-- WORK ORDER --
A verbatim repeat of the records beneath this line is needed.
RECORDS SUPPLIED START
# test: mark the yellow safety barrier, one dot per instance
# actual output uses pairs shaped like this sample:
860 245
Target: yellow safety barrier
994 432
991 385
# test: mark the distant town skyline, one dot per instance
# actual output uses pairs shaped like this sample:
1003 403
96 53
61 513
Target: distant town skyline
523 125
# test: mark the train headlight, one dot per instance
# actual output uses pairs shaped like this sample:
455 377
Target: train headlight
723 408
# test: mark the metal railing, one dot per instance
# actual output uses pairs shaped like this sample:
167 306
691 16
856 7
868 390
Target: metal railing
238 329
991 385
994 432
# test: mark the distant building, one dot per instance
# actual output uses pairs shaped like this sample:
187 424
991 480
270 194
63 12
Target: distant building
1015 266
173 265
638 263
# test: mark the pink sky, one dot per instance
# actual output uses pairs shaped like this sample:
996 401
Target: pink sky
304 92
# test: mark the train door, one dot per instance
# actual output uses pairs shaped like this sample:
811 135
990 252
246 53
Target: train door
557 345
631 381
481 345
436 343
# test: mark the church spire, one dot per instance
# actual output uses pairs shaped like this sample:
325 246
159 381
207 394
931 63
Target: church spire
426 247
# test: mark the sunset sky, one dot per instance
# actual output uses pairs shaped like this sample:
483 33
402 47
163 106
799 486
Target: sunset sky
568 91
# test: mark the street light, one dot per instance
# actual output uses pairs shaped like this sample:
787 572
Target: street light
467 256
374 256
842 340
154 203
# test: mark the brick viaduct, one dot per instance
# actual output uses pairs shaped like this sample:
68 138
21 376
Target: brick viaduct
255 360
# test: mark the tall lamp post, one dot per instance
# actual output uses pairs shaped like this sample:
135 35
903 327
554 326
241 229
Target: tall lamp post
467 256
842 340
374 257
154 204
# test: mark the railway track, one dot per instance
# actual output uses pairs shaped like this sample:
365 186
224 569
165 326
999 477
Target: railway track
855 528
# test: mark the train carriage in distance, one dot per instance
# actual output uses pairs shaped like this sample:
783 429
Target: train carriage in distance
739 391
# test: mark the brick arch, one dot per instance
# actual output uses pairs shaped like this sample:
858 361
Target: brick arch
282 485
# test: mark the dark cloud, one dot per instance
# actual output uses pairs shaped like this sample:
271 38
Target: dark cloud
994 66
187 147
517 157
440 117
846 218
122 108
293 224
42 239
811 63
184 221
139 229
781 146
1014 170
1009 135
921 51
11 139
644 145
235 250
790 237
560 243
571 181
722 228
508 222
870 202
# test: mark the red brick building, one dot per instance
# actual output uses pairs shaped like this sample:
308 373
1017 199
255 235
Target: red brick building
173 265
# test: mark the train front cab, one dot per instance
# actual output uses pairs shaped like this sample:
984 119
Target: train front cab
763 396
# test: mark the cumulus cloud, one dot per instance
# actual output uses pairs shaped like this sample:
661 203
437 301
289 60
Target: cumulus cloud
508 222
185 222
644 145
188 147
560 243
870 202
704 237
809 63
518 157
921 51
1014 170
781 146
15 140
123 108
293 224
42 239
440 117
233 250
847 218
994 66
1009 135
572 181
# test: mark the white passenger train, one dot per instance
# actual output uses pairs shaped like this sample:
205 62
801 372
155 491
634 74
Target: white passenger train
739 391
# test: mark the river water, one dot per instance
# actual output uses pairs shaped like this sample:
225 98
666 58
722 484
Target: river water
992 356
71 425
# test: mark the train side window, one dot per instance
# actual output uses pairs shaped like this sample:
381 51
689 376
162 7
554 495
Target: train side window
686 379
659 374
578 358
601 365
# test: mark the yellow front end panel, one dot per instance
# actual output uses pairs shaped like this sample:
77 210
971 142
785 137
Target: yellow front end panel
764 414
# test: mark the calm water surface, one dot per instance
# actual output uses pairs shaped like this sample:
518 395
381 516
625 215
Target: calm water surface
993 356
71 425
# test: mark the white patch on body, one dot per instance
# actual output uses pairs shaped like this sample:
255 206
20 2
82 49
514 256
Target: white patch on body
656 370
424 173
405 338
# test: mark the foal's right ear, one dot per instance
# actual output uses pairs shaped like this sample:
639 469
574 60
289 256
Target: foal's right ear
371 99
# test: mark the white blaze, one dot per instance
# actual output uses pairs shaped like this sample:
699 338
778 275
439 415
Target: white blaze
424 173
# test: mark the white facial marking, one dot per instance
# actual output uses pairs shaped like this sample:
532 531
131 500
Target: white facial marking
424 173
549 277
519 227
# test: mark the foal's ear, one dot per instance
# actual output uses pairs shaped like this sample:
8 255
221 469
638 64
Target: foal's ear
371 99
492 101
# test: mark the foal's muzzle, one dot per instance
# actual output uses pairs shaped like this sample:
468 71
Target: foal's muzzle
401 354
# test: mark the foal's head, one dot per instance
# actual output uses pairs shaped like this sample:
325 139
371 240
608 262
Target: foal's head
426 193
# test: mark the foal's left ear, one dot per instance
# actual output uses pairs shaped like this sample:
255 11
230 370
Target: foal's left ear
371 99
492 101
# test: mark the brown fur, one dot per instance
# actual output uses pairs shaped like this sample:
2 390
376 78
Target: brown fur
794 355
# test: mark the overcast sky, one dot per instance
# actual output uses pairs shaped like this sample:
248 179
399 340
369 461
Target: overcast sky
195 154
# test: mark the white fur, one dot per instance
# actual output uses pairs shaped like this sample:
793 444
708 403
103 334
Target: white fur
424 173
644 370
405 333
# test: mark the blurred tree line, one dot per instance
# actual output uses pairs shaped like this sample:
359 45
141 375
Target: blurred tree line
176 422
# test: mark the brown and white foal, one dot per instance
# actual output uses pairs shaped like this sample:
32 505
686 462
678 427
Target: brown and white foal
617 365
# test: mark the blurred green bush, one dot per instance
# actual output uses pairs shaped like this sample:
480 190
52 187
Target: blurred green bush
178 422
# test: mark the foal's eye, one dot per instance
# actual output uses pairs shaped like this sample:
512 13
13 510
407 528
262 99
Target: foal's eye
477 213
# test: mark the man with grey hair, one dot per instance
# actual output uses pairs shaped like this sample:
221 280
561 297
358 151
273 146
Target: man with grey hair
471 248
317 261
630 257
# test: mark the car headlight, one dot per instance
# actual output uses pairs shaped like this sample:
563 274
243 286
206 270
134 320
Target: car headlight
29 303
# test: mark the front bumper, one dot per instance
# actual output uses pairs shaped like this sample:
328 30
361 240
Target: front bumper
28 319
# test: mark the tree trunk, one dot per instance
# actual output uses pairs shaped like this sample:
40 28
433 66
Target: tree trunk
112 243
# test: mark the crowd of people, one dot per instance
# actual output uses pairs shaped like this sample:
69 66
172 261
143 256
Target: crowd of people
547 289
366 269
RECORDS SUPPLIED END
-- EXERCISE ANSWER --
# test: mark the yellow safety barrier, one dot per instance
# actual output uses pairs shaped like this sample:
860 245
Target: yellow safety barrier
994 432
991 385
# test: mark the distant town skyline, one dot per instance
# actual output uses pairs shaped like this sample:
1003 403
96 53
61 513
Target: distant town skyline
523 125
# test: mark the train headlight, one dot per instance
# actual output uses pairs shaped like this sample:
455 377
Target: train headlight
723 408
# test: mark the metal railing, one dot per instance
# actual output uses pairs shaped like this sample:
167 306
691 16
856 7
868 390
Target: metal railing
238 329
991 385
994 432
# test: mark the distant building, one dot per instance
# actual output uses pairs shaped like this sample:
187 424
991 480
270 194
63 12
Target: distant building
1015 266
173 265
638 263
# test: mark the pink sky, one dot per instance
# actual output uses pairs shaped like this sample:
996 401
Target: pink sky
304 92
# test: mark the train door, one dot per instance
# actual output uses pairs shaped like this sample:
811 135
990 252
246 53
Target: train door
557 345
631 381
481 345
436 343
# test: mark the church spire, one dot per instance
# actual output uses pairs shaped like this sample:
325 246
159 381
207 394
931 63
Target: church spire
426 247
# test: mark the sunset sky, one dot per instance
# actual output uses pairs shaped like this sample:
483 33
402 47
163 106
799 486
Target: sunset sky
568 91
# test: mark the street light, one dot per instance
# actual output uses pairs shaped like this sample:
787 572
Target: street light
467 256
374 256
842 340
154 203
# test: mark the brick viaduct, one dot per instance
# actual output uses pairs shaped like this sample:
68 138
21 376
Target: brick viaduct
255 360
# test: mark the tall lamp post, one dot per instance
# actual output uses pairs shaped like this sample:
135 35
903 327
554 326
241 229
Target: tall lamp post
467 256
842 340
374 257
154 204
# test: mark the railway track, one dot per instance
# actual output uses pairs shaped like this sample:
365 186
224 569
165 326
999 477
Target: railway track
855 528
# test: mark the train carriage in distance, one dot per instance
# actual output uses pairs shaped like this sample:
783 429
Target: train carriage in distance
739 391
# test: mark the brick arch, one dot per instance
# actual output uses pairs shaped like this sample:
858 361
Target: brick arch
282 485
# test: mark the dark cloud, one dot per instance
# actual output uses pairs shaped like this sample:
271 38
Target: dark cloud
994 66
187 147
517 157
440 117
846 218
122 108
293 224
42 239
811 63
184 221
139 229
781 146
1014 170
1009 135
921 51
11 139
644 145
235 250
790 237
560 243
571 181
722 228
508 222
870 202
# test: mark the red brick building, one dot per instance
# actual output uses pairs shaped like this sample:
308 373
1017 199
255 235
Target: red brick building
173 265
# test: mark the train front cab, one dot per instance
# actual output uses pairs shaped like this sample:
984 119
Target: train front cab
763 396
# test: mark the cumulus cloud, one dot per instance
# actual output uses pairs shaped like this sample:
661 203
437 301
289 60
Target: cumulus cloud
508 222
185 222
644 145
188 147
560 243
870 202
704 237
809 63
518 157
921 51
1014 170
781 146
15 140
123 108
293 224
42 239
440 117
233 250
847 218
994 66
1009 135
572 181
# test: mark the white passenger train, one dot per instance
# actual output uses pairs shaped like this sample:
205 62
801 372
155 491
634 74
Target: white passenger train
739 391
# test: mark the river water, one dot per instance
# actual output uses pairs shaped like this sample:
225 98
666 58
722 484
Target: river water
992 356
71 425
# test: mark the train side window, one dot per instance
# actual output uses pairs shaped like this sample:
381 51
689 376
162 7
554 495
Target: train side window
686 379
659 374
578 358
601 365
# test: mark the yellow front end panel, one dot per instance
# actual output uses pairs shaped like this sample:
77 210
971 142
785 137
Target: yellow front end panel
764 414
# test: mark the calm water surface, one dot per instance
# actual output uses pairs shaped like this sample:
518 395
381 516
625 215
Target: calm water surface
993 356
71 425
# test: mark the white patch on body, one dot per instance
# actual output uses pairs shaped like this sample:
255 206
20 2
82 49
514 256
Target: white patch on body
656 370
424 173
405 338
# test: mark the foal's right ear, one dot per instance
# actual output uses pairs shaped like this sample:
639 469
574 60
289 256
Target: foal's right ear
371 99
# test: mark the white blaze, one dot per instance
# actual output uses pairs shaped like this sample:
699 338
778 275
439 415
Target: white blaze
424 173
# test: mark the white facial marking, one dot per instance
# actual output uses pairs shaped like this sample:
532 531
131 500
Target: white facial marking
424 173
549 277
519 227
# test: mark the foal's ear, one dot per instance
# actual output uses pairs shaped like this sample:
8 255
221 469
638 64
Target: foal's ear
371 99
492 101
# test: mark the foal's muzzle, one dot per instance
# actual output uses pairs shaped like this sample:
468 71
Target: foal's muzzle
401 354
# test: mark the foal's head, one dot per instance
# actual output uses pairs shaped like this sample:
325 139
371 240
608 262
Target: foal's head
426 193
# test: mark the foal's left ear, one dot per instance
# actual output uses pairs shaped like this sample:
255 11
230 370
Target: foal's left ear
371 99
492 101
# test: mark the brown fur, one dot per instance
# actual output uses pairs shaped like this sample:
2 390
376 78
Target: brown fur
794 355
# test: mark the overcast sky, one dot per instance
# actual output uses pairs shaped like this sample:
248 179
399 340
369 461
Target: overcast sky
195 154
# test: mark the white fur, one dot per instance
# actual output uses pairs shaped like this sample:
793 444
708 403
103 334
Target: white fur
424 173
644 370
405 333
# test: mark the blurred tree line, one dot per instance
# actual output uses pairs shaped like this sample:
359 45
141 375
Target: blurred tree line
176 422
# test: mark the brown and white foal, one dot per instance
# actual output uses pairs shaped like this sample:
32 505
686 462
678 427
Target: brown and white foal
617 365
# test: mark the blurred green bush, one dot per instance
# actual output uses pairs shaped like this sample:
480 190
52 187
Target: blurred green bush
178 422
# test: mark the foal's eye, one dot per instance
# actual output uses pairs shaped like this sample:
512 13
13 510
407 528
262 99
Target: foal's eye
477 213
# test: mark the man with grey hair, one dot per instance
# actual output uses pairs shaped like this sample:
221 280
561 297
358 151
273 146
Target: man with grey hair
471 248
317 261
630 257
# test: mark the car headlight, one dot per instance
# actual output uses pairs shaped like this sample:
563 274
243 286
206 270
134 320
Target: car headlight
29 303
# test: mark the front bumper, one dot per instance
# actual output uses pairs shaped like this sample:
328 30
361 240
Target: front bumper
28 319
# test: mark the tree trunk, one dot per instance
# actual output uses pairs shaped like this sample:
40 28
433 66
Target: tree trunk
112 243
# test: mark the crowd of people, one dot per instance
# actual output uses pairs shaped like this sample:
69 66
172 261
143 256
Target: crowd of people
547 289
366 269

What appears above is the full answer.